• _Prompt_:
Rewrite every one of the records below, putting "WKT" wherever "well-known text" occurs and changing nothing else.

• _Given information_:
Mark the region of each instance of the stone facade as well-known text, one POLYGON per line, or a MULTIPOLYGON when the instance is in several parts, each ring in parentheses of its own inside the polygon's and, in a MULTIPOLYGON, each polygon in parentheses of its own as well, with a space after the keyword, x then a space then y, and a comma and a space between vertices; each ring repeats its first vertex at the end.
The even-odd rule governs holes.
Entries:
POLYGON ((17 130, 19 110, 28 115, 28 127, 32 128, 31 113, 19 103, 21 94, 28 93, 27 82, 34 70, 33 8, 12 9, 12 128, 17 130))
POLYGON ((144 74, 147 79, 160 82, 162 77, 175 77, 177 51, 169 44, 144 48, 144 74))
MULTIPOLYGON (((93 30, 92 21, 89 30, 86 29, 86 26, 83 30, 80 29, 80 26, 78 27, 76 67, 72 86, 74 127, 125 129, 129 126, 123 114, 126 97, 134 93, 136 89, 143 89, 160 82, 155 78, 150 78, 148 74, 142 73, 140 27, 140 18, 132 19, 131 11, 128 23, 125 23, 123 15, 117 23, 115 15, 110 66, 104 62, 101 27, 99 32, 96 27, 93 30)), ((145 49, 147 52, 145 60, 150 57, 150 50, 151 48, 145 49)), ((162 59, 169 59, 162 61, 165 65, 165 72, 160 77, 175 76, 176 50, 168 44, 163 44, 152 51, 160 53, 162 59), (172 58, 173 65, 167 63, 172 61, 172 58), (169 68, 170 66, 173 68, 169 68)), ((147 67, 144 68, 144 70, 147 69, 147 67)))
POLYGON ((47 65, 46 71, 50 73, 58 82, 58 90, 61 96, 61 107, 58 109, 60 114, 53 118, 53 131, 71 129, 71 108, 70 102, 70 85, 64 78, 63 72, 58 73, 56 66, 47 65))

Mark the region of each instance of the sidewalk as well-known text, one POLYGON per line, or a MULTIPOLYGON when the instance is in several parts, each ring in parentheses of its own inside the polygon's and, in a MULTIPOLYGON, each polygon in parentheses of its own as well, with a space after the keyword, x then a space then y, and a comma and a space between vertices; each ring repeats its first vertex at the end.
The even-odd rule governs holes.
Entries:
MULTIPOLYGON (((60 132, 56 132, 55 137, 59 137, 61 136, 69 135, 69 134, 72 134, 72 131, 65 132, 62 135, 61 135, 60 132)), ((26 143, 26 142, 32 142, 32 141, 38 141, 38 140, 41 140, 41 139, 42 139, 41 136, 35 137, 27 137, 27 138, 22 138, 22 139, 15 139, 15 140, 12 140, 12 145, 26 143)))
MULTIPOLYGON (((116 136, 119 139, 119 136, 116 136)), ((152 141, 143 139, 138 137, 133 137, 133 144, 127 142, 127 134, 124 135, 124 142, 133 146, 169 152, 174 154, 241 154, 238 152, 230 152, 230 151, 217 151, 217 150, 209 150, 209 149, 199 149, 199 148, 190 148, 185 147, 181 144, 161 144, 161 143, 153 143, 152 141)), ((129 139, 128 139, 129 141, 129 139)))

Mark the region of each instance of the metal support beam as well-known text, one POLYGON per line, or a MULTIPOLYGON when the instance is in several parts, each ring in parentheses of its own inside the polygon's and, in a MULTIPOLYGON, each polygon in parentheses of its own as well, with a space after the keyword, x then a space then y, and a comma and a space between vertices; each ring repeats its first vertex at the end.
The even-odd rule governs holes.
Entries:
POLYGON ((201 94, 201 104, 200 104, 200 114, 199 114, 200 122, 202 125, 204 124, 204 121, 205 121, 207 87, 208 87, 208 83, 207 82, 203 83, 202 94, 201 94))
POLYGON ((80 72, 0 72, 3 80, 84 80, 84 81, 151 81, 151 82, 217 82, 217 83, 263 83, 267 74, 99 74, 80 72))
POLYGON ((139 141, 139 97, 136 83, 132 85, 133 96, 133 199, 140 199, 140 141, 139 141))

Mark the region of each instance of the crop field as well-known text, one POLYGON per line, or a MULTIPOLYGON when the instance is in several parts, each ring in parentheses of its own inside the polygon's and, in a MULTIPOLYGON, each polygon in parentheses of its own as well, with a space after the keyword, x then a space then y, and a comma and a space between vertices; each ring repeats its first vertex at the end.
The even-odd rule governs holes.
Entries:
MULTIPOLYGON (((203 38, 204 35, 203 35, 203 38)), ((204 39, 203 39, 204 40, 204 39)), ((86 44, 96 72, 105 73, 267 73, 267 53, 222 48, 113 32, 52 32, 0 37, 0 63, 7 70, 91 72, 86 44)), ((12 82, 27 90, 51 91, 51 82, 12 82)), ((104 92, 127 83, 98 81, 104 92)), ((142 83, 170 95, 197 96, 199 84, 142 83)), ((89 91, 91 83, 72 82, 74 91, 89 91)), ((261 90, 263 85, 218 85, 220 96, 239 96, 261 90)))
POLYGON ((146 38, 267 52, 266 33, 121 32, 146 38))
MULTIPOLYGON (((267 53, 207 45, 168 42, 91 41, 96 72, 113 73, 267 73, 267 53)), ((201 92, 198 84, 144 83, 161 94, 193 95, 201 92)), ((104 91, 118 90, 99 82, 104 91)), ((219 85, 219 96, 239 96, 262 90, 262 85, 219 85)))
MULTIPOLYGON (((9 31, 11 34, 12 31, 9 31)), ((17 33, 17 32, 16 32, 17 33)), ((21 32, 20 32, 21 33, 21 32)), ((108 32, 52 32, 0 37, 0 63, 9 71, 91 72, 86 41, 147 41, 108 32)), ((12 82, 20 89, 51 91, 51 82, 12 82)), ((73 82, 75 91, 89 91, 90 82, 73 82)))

• _Exercise response_:
Mark the region of each instance of the stone facade as WKT, one POLYGON per line, or a MULTIPOLYGON when the instance is in several parts, each ring in parentheses of its own inside the polygon's and, in a MULTIPOLYGON, each polygon in parentheses of its own as well, with a space after the keyword, x then a space then y, and a comma and a space between vertices; each ring repeats its first vertex at the end.
The even-odd rule governs holes.
Entries:
POLYGON ((17 130, 19 110, 28 115, 28 127, 32 128, 31 113, 19 103, 21 94, 28 93, 27 82, 34 70, 33 8, 12 9, 12 128, 17 130))
POLYGON ((144 74, 147 79, 160 82, 162 77, 175 77, 177 51, 169 44, 144 48, 144 74))
MULTIPOLYGON (((93 30, 92 21, 89 30, 86 29, 86 26, 83 30, 80 29, 80 26, 78 27, 76 67, 72 86, 74 127, 125 129, 129 126, 123 114, 126 97, 134 93, 136 89, 143 89, 160 82, 155 78, 150 78, 148 74, 142 73, 140 27, 140 18, 132 19, 131 11, 128 23, 125 23, 123 15, 117 23, 115 15, 110 66, 104 62, 101 27, 99 32, 96 27, 93 30)), ((145 49, 147 52, 145 60, 150 57, 150 50, 151 48, 145 49)), ((162 59, 169 59, 162 61, 165 65, 165 72, 160 77, 175 76, 176 50, 168 44, 163 44, 152 51, 160 53, 162 59), (172 58, 173 65, 167 63, 172 61, 172 58), (169 68, 170 66, 173 68, 169 68)), ((147 67, 144 68, 144 70, 147 69, 147 67)))
POLYGON ((47 65, 46 71, 50 73, 58 82, 58 90, 61 96, 61 107, 58 109, 60 114, 53 118, 53 131, 71 129, 71 108, 70 102, 70 85, 64 78, 63 72, 58 73, 56 66, 47 65))

Mark the region of each instance of the sidewalk as WKT, one POLYGON per line, or a MULTIPOLYGON when the instance is in several parts, each ring in parentheses of its own inside the polygon's and, in a MULTIPOLYGON, each polygon in parentheses of its own as well, with a space after the keyword, x then a space then y, and a comma and a space between vertices; each ring repeats its first vertex at the end.
The even-odd rule governs holes.
Entries:
MULTIPOLYGON (((60 132, 56 132, 55 137, 59 137, 61 136, 69 135, 69 134, 72 134, 72 131, 65 132, 62 135, 61 135, 60 132)), ((26 143, 26 142, 32 142, 32 141, 38 141, 38 140, 41 140, 41 139, 42 139, 41 136, 35 137, 27 137, 27 138, 22 138, 22 139, 15 139, 15 140, 12 140, 12 145, 26 143)))
MULTIPOLYGON (((116 136, 119 139, 119 136, 116 136)), ((152 141, 143 139, 138 137, 133 137, 133 144, 127 142, 127 134, 124 135, 124 142, 133 146, 169 152, 174 154, 241 154, 238 152, 230 152, 230 151, 217 151, 217 150, 209 150, 209 149, 199 149, 199 148, 190 148, 185 147, 181 144, 161 144, 161 143, 153 143, 152 141)), ((129 139, 128 139, 129 141, 129 139)))

Mark the region of each instance of the metal support beam as WKT, one POLYGON per line, or a MULTIPOLYGON when the instance is in several parts, each ring in parentheses of its own inside the polygon's and, in a MULTIPOLYGON, each polygon in parentheses of its own as well, with a space after the keyword, x then a space then y, and a comma and a space between vertices; each ring repeats its first vertex at the end.
The even-odd rule governs holes.
Entries:
POLYGON ((201 94, 201 104, 200 104, 200 114, 199 114, 200 122, 202 125, 204 124, 204 121, 205 121, 207 87, 208 87, 208 83, 207 82, 203 83, 202 94, 201 94))
POLYGON ((80 72, 0 72, 3 80, 84 80, 84 81, 151 81, 151 82, 217 82, 217 83, 263 83, 267 74, 99 74, 80 72))
POLYGON ((139 141, 139 97, 136 83, 132 85, 133 96, 133 199, 140 199, 140 141, 139 141))

Mark the region of each instance of the crop field as WKT, one POLYGON per line, or a MULTIPOLYGON when the instance is in several parts, each ring in parentheses of its own inside the polygon's and, in a MULTIPOLYGON, each polygon in parentheses of its own as well, with a space after the keyword, x then a space then y, and a comma and a space between vertices; each ring repeats its first vertex at the end.
The even-odd rule governs holes.
Entries:
MULTIPOLYGON (((203 38, 204 35, 203 35, 203 38)), ((204 39, 203 39, 204 40, 204 39)), ((86 44, 96 72, 105 73, 267 73, 267 53, 222 48, 113 32, 52 32, 0 37, 0 63, 7 70, 91 72, 86 44)), ((12 82, 27 90, 51 91, 51 82, 12 82)), ((104 92, 127 83, 98 81, 104 92)), ((142 83, 170 95, 197 96, 199 84, 142 83)), ((89 91, 91 83, 72 82, 74 91, 89 91)), ((261 90, 263 85, 218 85, 220 96, 239 96, 261 90)))
POLYGON ((146 38, 267 52, 266 33, 121 32, 146 38))
MULTIPOLYGON (((267 53, 207 45, 168 42, 91 41, 96 72, 113 73, 267 73, 267 53)), ((201 92, 198 84, 144 83, 161 94, 193 95, 201 92)), ((104 91, 118 90, 99 82, 104 91)), ((219 85, 219 96, 239 96, 262 90, 262 85, 219 85)))
MULTIPOLYGON (((9 31, 11 34, 12 31, 9 31)), ((17 33, 17 32, 16 32, 17 33)), ((21 32, 20 32, 21 33, 21 32)), ((108 32, 52 32, 0 37, 0 63, 9 71, 91 72, 86 41, 147 41, 108 32)), ((12 82, 20 89, 51 91, 51 82, 12 82)), ((73 82, 75 91, 89 91, 90 82, 73 82)))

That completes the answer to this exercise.